* TASK DIRECTIONS
Search each line below for the word "pillow" and list those that contain it.
▬▬▬▬▬▬▬▬▬▬
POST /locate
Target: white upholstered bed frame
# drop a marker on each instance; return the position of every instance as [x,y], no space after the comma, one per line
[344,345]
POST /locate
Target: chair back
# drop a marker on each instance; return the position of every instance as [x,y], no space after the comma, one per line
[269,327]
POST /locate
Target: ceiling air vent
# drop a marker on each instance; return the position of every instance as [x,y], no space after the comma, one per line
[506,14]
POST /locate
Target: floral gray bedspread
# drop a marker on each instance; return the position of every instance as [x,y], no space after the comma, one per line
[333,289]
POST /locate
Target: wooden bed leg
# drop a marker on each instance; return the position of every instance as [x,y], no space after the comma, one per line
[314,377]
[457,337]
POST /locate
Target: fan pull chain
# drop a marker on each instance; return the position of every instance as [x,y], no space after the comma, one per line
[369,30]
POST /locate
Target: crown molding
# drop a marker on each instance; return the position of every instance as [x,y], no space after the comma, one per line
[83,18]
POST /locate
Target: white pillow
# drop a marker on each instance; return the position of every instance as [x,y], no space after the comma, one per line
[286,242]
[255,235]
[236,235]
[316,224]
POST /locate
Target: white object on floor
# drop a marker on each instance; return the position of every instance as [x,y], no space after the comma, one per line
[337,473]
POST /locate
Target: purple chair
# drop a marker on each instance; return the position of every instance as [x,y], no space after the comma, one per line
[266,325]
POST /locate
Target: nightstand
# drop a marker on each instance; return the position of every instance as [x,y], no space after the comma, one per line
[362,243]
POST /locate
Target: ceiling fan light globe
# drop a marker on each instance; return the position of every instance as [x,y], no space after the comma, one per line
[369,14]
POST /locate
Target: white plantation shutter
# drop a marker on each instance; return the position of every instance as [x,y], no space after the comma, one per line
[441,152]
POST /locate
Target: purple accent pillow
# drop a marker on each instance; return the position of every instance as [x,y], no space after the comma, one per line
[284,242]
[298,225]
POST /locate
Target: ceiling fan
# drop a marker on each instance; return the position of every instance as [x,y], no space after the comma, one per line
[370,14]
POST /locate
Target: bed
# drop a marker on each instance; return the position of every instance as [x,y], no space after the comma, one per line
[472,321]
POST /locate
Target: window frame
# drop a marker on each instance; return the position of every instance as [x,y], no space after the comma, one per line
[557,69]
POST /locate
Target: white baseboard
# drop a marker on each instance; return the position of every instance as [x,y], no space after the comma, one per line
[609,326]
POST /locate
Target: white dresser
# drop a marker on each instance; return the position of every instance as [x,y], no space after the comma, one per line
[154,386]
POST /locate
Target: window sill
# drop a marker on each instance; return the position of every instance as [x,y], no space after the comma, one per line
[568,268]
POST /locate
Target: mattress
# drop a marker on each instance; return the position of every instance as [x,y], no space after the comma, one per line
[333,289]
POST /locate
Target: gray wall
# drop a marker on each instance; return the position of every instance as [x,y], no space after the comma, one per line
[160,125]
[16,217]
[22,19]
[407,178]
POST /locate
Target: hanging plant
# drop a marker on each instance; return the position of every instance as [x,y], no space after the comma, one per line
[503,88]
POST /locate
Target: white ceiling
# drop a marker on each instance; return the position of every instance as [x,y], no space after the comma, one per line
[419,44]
▬▬▬▬▬▬▬▬▬▬
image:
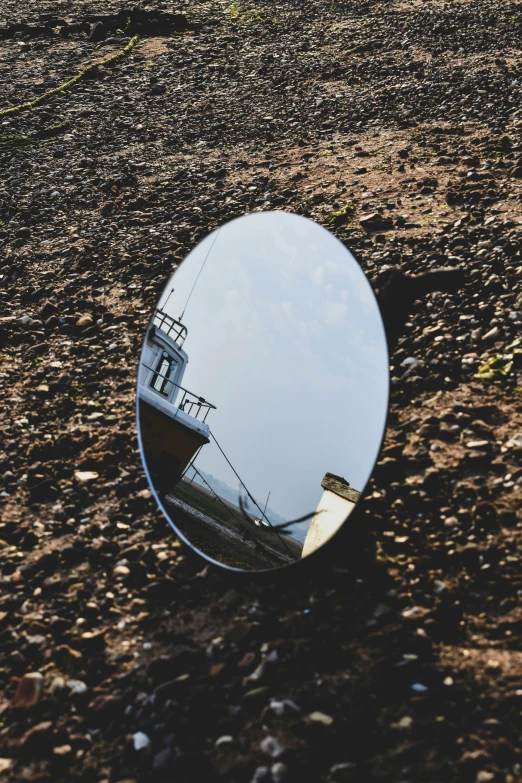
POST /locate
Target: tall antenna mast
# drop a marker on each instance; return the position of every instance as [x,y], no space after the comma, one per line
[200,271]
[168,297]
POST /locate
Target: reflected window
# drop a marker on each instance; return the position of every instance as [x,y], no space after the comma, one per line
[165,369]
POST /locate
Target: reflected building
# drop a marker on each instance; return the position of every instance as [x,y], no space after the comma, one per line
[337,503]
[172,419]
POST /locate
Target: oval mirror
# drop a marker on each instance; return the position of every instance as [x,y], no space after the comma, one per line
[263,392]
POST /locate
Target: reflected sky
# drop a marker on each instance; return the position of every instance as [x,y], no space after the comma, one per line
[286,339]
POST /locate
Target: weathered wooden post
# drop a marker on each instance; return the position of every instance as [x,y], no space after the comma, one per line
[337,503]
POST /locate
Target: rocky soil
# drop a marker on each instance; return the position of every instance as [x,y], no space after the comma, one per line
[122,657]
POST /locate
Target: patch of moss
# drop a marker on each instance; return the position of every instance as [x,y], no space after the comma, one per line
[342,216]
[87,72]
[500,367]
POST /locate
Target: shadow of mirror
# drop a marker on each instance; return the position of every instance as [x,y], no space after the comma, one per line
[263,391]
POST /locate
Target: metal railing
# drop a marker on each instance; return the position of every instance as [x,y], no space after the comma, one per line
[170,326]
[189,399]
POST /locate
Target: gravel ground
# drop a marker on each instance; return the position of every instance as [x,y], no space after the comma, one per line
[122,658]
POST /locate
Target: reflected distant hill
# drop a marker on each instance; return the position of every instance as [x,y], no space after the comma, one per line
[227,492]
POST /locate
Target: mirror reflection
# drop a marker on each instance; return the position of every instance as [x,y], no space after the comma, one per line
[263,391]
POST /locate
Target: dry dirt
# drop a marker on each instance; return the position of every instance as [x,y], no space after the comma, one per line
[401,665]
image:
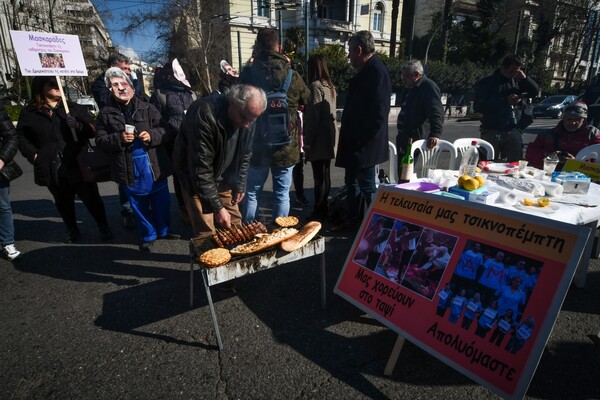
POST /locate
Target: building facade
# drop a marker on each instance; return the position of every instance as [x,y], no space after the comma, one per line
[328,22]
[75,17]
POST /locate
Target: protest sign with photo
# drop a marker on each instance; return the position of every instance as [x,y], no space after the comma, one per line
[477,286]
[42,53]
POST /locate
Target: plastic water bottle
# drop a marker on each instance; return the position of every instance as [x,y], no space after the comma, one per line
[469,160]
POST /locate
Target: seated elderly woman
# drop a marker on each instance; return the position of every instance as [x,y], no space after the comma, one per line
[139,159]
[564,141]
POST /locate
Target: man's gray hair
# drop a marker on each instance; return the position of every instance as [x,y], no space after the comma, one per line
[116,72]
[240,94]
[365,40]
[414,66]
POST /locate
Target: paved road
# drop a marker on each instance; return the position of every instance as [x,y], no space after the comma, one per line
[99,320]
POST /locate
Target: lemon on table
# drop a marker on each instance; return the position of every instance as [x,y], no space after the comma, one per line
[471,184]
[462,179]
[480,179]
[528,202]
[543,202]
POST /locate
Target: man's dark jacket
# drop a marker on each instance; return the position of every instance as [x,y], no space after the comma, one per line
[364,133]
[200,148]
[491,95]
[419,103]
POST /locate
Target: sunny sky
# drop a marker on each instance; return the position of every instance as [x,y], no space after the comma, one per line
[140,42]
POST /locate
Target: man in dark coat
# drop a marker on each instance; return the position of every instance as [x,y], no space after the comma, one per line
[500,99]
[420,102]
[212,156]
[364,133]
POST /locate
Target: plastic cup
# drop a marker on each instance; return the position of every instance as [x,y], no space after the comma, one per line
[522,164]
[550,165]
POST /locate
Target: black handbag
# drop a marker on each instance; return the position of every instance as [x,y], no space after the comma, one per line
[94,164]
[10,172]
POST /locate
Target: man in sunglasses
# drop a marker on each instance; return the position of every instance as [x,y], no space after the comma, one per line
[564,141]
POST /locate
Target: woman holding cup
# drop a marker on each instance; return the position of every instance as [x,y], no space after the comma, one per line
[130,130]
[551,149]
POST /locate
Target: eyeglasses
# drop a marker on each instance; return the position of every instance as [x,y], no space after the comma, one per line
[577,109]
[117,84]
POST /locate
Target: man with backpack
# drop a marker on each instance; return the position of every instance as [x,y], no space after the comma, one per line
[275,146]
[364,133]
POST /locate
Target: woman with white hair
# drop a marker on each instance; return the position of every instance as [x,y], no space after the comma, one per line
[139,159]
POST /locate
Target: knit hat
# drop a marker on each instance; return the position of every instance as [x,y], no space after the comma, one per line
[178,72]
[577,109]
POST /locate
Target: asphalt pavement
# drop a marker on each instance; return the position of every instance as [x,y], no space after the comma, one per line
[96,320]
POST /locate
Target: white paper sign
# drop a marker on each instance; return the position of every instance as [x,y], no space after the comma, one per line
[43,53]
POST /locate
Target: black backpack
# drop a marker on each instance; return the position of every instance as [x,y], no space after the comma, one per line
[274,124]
▬▬▬▬▬▬▬▬▬▬
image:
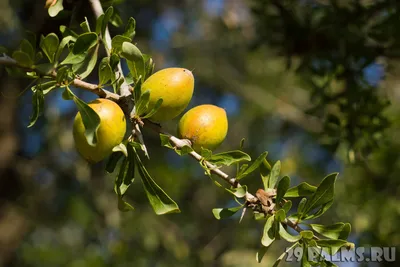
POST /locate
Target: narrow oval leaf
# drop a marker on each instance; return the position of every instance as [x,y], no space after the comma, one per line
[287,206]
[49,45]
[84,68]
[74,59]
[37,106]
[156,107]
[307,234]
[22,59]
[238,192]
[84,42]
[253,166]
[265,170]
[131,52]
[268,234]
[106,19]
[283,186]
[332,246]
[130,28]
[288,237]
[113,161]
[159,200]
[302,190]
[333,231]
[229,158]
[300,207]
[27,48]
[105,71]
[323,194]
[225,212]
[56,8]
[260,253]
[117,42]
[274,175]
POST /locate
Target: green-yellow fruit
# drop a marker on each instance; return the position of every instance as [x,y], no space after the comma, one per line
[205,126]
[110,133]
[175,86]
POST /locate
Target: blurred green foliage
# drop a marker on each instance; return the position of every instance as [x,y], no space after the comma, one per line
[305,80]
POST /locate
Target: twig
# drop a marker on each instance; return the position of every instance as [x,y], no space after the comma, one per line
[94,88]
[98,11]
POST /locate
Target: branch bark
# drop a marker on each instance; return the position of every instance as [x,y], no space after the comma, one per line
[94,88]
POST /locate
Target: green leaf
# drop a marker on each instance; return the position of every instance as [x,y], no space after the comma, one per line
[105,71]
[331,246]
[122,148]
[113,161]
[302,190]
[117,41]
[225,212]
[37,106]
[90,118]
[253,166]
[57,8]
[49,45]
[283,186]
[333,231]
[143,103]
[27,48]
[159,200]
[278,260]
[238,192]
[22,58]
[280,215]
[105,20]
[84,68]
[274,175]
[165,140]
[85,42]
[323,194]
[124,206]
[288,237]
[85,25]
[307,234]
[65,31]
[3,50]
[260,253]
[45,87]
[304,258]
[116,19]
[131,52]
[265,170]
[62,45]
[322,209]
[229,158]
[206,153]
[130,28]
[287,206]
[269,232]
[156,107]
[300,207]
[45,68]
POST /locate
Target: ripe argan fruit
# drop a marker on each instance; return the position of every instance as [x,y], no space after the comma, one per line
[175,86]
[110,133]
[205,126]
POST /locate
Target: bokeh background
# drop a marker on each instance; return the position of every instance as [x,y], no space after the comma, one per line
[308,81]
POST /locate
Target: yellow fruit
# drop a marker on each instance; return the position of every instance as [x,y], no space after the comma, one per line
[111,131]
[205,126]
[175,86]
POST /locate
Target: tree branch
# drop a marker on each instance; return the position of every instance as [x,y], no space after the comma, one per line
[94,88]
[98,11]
▬▬▬▬▬▬▬▬▬▬
* REPLY
Target: white pillow
Target: purple accent pillow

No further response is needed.